--- start of Given records ---

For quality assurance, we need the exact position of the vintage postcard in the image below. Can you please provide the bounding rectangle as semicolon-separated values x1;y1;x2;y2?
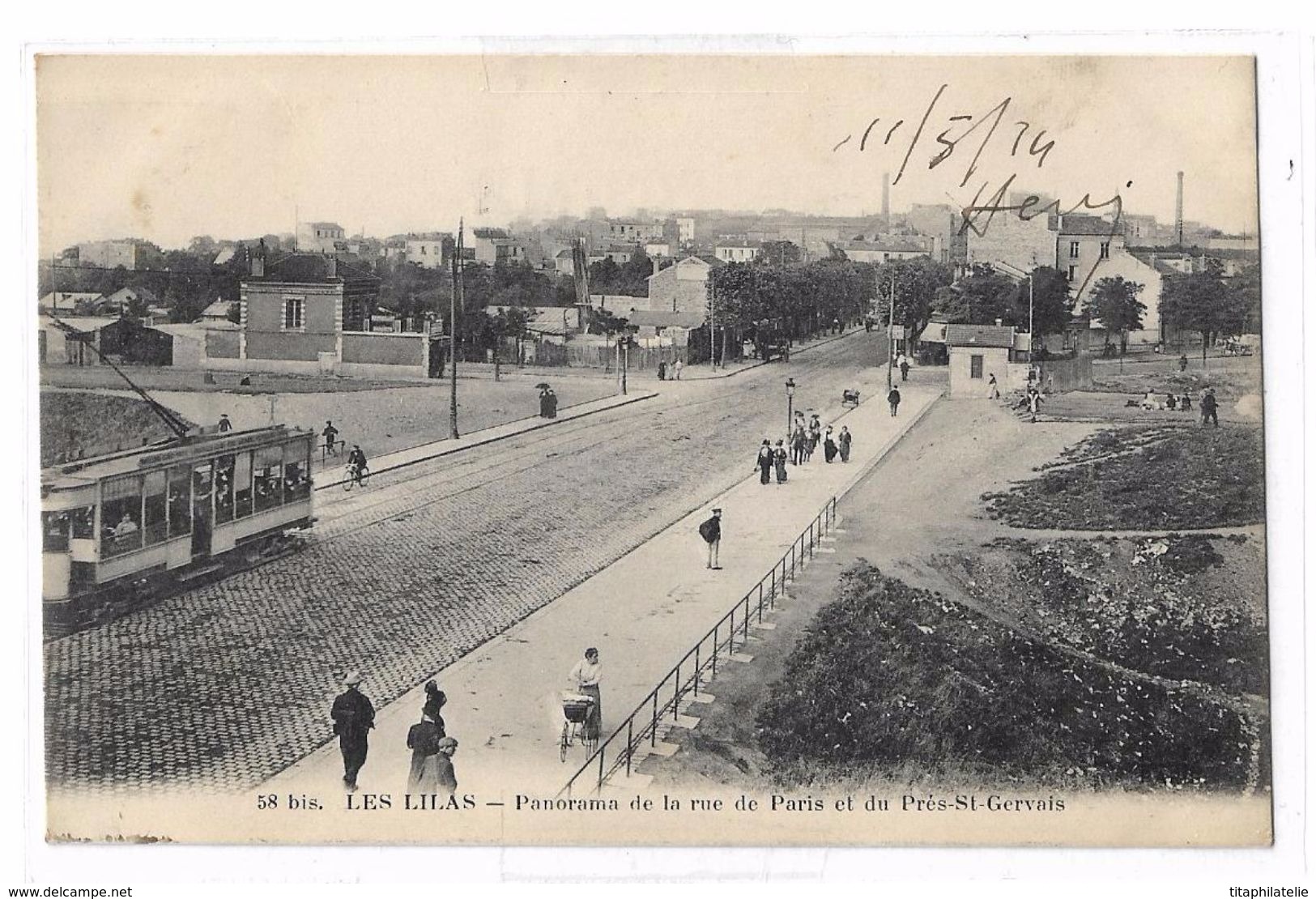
27;53;1274;846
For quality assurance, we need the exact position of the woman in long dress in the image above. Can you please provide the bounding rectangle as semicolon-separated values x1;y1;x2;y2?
567;646;603;739
407;712;445;794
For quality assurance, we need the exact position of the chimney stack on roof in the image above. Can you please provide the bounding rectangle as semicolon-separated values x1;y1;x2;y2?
1174;171;1183;246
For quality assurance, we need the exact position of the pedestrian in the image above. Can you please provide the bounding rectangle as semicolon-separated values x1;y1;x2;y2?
407;711;444;794
329;671;375;792
434;737;457;796
567;646;603;739
320;421;339;455
791;420;809;465
754;440;773;484
1202;387;1220;428
699;509;722;571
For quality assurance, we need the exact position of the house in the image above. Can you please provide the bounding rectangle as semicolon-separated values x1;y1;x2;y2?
713;240;764;262
78;241;137;271
945;324;1015;398
837;234;935;265
648;255;726;314
296;221;347;253
402;232;453;269
198;299;232;324
37;291;104;316
1061;245;1179;346
228;246;430;377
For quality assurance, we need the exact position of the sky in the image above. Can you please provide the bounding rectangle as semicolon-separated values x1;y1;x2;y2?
37;54;1257;254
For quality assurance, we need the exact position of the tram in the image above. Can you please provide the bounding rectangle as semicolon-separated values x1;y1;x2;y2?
40;425;314;632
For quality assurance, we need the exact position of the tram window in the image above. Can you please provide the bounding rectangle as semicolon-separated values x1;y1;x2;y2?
40;512;69;553
215;455;234;524
168;465;192;537
253;446;283;512
233;450;251;518
69;505;96;539
143;471;168;546
283;441;311;503
100;475;143;558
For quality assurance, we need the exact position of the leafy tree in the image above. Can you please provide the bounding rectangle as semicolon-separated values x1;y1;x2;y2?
1161;259;1261;360
1083;275;1148;356
874;257;953;344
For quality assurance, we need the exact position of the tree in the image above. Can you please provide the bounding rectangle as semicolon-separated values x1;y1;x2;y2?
875;257;954;347
1083;275;1148;356
1161;259;1261;362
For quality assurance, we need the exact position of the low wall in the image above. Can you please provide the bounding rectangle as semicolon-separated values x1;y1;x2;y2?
343;332;429;367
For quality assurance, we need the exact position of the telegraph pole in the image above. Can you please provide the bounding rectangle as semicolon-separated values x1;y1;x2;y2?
887;272;896;394
448;219;466;440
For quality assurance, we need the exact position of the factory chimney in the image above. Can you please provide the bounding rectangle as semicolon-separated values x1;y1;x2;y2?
882;173;891;233
1174;171;1183;246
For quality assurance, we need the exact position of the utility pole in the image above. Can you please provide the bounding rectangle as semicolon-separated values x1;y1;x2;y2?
448;219;466;440
887;272;896;394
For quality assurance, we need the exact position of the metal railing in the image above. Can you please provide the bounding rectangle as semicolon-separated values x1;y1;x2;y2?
558;496;836;796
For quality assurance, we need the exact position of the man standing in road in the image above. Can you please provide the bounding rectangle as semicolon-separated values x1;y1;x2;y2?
1202;387;1220;428
699;509;722;571
756;440;773;484
329;671;375;792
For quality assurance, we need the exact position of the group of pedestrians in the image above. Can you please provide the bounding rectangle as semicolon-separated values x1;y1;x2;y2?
329;671;457;796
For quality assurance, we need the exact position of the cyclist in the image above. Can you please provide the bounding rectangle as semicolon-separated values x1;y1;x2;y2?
347;444;366;487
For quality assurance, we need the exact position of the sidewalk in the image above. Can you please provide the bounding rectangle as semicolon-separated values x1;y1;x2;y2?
313;390;658;489
259;370;941;808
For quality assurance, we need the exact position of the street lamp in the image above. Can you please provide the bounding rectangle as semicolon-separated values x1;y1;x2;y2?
786;377;795;437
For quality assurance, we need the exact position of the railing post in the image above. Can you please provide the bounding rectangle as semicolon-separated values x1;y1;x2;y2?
671;662;680;718
713;624;718;680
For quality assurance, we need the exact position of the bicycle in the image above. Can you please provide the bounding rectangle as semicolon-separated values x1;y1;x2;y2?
343;465;370;490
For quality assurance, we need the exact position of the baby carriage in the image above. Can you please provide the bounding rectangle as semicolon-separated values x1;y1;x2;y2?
558;692;598;762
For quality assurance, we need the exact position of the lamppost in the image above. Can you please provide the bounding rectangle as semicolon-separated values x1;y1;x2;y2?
786;377;795;437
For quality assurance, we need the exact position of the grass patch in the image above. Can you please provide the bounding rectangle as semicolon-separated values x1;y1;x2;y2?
983;427;1266;529
40;391;191;467
939;535;1267;695
756;565;1251;788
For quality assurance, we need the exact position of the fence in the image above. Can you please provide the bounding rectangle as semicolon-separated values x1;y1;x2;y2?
558;496;836;798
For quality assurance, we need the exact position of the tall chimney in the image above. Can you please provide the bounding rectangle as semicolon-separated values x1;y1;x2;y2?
1174;171;1183;246
882;173;891;232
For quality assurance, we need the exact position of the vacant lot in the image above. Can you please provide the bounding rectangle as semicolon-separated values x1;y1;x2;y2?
758;566;1255;788
40;391;196;467
939;535;1267;697
983;427;1266;529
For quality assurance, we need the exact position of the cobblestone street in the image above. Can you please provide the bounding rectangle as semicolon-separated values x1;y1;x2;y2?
45;333;876;790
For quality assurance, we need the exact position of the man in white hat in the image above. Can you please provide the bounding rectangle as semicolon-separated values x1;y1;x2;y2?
329;671;375;792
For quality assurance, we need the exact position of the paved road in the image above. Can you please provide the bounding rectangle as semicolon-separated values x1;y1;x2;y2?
45;332;895;790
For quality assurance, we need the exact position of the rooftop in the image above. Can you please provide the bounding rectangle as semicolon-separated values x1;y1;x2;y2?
946;325;1015;349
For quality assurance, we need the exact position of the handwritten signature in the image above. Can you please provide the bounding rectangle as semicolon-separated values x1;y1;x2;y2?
832;84;1132;237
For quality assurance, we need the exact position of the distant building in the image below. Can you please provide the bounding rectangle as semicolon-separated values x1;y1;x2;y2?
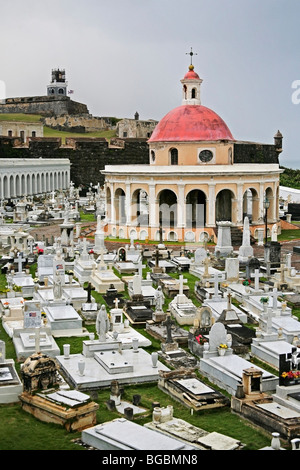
0;158;70;199
101;60;283;242
47;69;68;96
116;113;158;139
0;69;89;116
0;121;44;142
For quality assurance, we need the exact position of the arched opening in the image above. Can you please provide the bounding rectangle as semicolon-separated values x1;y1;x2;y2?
159;189;177;228
265;188;274;223
36;173;41;194
170;148;178;165
216;189;234;222
131;189;149;226
16;175;22;196
21;175;26;195
115;188;126;224
9;175;16;197
186;189;206;228
26;175;32;194
3;175;9;197
243;188;259;223
106;187;111;220
31;174;36;194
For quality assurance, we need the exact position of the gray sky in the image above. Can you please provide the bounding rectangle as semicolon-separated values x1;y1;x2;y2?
0;0;300;168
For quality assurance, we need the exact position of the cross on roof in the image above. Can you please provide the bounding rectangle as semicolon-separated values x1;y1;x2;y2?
186;47;197;65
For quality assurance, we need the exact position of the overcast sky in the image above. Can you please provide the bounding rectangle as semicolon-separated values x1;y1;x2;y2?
0;0;300;168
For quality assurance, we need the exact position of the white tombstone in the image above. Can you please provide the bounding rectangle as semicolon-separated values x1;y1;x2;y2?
194;247;207;266
239;216;253;261
225;258;240;282
215;221;233;256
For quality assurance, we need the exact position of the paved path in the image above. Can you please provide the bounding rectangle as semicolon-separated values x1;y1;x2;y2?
30;221;300;270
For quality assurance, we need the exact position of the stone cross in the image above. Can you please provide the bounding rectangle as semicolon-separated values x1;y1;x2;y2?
14;252;26;273
179;274;187;295
203;258;209;279
277;264;289;284
272;287;278;310
285;253;292;269
213;273;219;298
251;269;262;290
35;327;41;353
0;340;6;364
163;315;174;343
227;289;232;310
85;282;92;304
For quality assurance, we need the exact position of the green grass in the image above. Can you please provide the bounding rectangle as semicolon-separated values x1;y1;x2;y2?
44;126;116;143
277;228;300;242
0;258;290;450
0;113;42;122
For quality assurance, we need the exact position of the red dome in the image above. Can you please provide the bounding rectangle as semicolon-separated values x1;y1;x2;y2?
184;70;200;80
148;105;234;142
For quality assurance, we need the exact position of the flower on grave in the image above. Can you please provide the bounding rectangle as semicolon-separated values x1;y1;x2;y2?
281;370;300;379
195;335;207;344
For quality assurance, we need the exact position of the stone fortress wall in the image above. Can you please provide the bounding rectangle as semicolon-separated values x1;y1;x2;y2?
0;136;149;187
0;136;278;187
0;96;89;116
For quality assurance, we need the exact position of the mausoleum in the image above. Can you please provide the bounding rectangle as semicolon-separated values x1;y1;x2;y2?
101;56;282;242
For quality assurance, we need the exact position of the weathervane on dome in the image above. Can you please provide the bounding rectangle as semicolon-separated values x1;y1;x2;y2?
186;47;197;65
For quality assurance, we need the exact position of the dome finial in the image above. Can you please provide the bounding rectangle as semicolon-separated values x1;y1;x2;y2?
186;47;197;70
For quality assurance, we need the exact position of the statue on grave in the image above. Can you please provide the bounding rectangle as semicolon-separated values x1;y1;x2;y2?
96;305;109;341
155;286;165;312
53;275;62;300
163;315;174;343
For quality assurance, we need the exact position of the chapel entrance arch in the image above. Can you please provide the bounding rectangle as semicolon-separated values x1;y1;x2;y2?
158;189;177;228
265;187;275;223
131;189;149;226
216;189;234;222
106;187;112;220
115;188;126;224
243;188;259;224
186;189;206;228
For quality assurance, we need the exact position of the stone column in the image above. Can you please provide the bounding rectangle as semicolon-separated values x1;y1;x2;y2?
205;183;216;227
149;183;158;227
237;183;244;225
177;182;186;228
125;182;131;226
110;183;116;225
258;183;265;222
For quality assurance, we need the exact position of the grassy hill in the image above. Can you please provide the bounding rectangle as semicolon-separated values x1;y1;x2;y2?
0;113;42;122
280;166;300;189
0;113;116;143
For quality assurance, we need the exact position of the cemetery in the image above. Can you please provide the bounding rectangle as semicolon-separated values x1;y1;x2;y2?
0;151;300;452
0;194;300;451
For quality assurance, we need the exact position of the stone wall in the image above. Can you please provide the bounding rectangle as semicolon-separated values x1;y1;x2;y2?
43;114;111;133
233;142;279;163
0;96;89;116
0;121;44;142
0;137;149;187
116;119;158;139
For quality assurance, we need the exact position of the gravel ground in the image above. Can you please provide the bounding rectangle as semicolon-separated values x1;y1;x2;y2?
30;221;300;270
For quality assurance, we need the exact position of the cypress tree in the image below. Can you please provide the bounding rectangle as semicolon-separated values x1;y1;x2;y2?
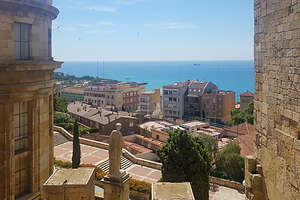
72;120;81;169
158;130;211;200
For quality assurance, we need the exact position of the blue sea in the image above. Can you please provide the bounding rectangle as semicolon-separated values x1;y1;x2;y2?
56;61;254;99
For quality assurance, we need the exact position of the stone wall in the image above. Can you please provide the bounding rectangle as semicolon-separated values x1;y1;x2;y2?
209;176;245;192
252;0;300;200
54;126;162;170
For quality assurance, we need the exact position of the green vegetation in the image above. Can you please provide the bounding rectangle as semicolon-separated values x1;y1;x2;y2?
54;160;72;168
212;143;245;183
231;101;254;125
54;112;75;132
158;130;211;200
195;135;218;160
54;160;151;197
72;120;81;169
53;94;68;113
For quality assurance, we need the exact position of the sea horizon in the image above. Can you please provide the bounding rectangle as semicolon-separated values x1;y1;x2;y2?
56;60;254;100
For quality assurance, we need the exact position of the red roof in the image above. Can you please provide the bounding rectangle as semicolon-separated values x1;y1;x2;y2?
240;91;254;97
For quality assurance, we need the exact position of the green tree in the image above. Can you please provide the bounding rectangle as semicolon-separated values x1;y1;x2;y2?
230;101;254;125
158;130;211;200
53;94;68;113
195;135;218;160
72;120;81;169
213;143;245;183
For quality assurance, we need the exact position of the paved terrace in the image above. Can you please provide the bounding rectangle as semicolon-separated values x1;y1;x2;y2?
54;141;161;183
54;133;245;200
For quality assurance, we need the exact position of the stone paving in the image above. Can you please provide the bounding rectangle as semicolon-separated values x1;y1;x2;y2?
54;142;161;183
126;165;161;183
54;142;108;165
209;186;245;200
54;133;245;200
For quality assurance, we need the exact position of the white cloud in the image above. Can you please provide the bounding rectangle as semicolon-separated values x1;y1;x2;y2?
85;29;115;34
86;6;117;12
116;0;145;5
145;22;198;29
97;21;114;26
162;22;198;29
78;24;91;28
53;25;75;31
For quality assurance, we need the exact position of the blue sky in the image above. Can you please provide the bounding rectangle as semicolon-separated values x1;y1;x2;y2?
53;0;253;61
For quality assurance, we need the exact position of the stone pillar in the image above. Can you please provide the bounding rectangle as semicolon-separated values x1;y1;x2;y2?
102;123;130;200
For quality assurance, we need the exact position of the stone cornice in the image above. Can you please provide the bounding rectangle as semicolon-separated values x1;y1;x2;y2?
0;0;59;19
0;61;63;73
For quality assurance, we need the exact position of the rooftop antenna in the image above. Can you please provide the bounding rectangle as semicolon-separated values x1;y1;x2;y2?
102;59;104;79
97;60;99;79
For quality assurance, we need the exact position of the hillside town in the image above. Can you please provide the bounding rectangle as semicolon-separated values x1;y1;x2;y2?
0;0;300;200
56;74;254;168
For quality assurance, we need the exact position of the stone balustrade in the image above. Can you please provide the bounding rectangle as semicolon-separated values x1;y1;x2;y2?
53;126;162;170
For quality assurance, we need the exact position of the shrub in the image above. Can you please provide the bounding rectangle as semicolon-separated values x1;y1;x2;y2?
54;160;151;194
54;160;72;168
129;179;151;194
212;143;245;183
158;129;211;200
56;123;74;131
80;164;106;181
89;128;99;133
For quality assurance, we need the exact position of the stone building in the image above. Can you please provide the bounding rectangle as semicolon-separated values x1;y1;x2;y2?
67;102;140;135
84;82;145;112
245;0;300;200
240;91;254;110
201;90;235;124
60;87;85;103
162;82;188;119
139;89;160;115
0;0;61;200
184;91;235;124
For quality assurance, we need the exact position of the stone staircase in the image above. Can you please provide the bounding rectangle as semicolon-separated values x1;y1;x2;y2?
98;156;134;173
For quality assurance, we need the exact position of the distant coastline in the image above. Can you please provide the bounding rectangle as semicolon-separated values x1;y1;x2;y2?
56;61;254;100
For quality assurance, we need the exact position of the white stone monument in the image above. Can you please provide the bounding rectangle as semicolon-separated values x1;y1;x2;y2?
102;123;130;200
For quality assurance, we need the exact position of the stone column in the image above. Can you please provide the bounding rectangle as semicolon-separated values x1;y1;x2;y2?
102;123;130;200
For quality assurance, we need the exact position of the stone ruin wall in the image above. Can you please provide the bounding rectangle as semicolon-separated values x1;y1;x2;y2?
252;0;300;200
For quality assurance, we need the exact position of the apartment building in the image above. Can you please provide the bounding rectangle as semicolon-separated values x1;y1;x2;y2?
60;87;85;103
184;81;235;124
240;91;254;109
200;91;235;124
139;89;160;115
84;82;145;112
0;0;62;200
162;82;188;119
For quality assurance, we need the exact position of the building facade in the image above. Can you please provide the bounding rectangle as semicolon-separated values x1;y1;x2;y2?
162;82;188;119
0;0;61;200
240;91;254;110
200;91;235;124
60;87;85;103
139;89;160;115
84;83;145;112
245;0;300;200
184;82;235;124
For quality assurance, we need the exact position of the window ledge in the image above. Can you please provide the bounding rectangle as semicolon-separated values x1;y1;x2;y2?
0;60;63;71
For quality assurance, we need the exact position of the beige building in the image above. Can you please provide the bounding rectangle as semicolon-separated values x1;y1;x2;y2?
0;0;61;200
240;91;254;109
60;86;85;103
245;0;300;200
139;89;160;115
84;82;145;111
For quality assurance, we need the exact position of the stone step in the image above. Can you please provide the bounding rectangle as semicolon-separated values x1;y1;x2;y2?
98;156;133;173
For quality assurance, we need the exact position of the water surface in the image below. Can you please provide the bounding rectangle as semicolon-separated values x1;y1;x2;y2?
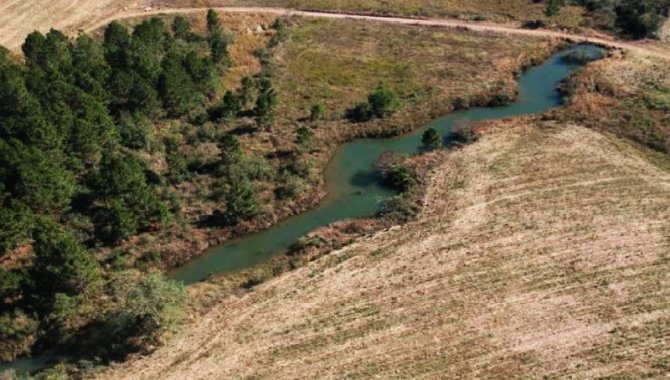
171;45;602;284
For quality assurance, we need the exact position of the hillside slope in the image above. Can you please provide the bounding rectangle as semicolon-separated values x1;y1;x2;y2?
101;120;670;379
0;0;131;50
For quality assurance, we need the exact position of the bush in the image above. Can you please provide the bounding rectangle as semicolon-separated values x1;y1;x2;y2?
421;128;444;151
377;195;418;223
561;50;605;65
368;86;400;118
384;164;416;192
346;102;374;123
0;310;39;361
107;273;186;349
309;104;326;122
451;123;479;144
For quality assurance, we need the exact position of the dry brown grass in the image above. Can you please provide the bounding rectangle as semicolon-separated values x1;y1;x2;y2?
0;0;133;50
562;55;670;152
157;0;583;27
101;120;670;379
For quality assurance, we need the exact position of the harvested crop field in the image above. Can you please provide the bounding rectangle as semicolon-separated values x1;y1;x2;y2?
100;119;670;379
0;0;133;50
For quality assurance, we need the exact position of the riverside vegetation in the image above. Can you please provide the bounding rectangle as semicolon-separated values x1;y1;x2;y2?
0;2;665;378
0;8;555;366
159;0;670;38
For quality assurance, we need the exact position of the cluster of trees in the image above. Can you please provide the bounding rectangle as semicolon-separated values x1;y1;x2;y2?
346;85;400;123
0;12;236;359
535;0;670;38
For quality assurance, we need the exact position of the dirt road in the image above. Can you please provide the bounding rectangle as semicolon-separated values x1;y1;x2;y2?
86;7;670;59
0;0;670;59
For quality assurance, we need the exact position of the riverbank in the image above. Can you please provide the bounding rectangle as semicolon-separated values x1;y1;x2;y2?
99;118;670;379
96;13;559;274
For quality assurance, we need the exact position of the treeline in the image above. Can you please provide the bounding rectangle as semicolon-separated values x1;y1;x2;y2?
0;12;239;360
548;0;670;38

--- end of Given records ---

* What you are asked to do *
Count how many lines in the listing above contain the word "hillside", with case counting, and give only that number.

* Answer to the problem *
2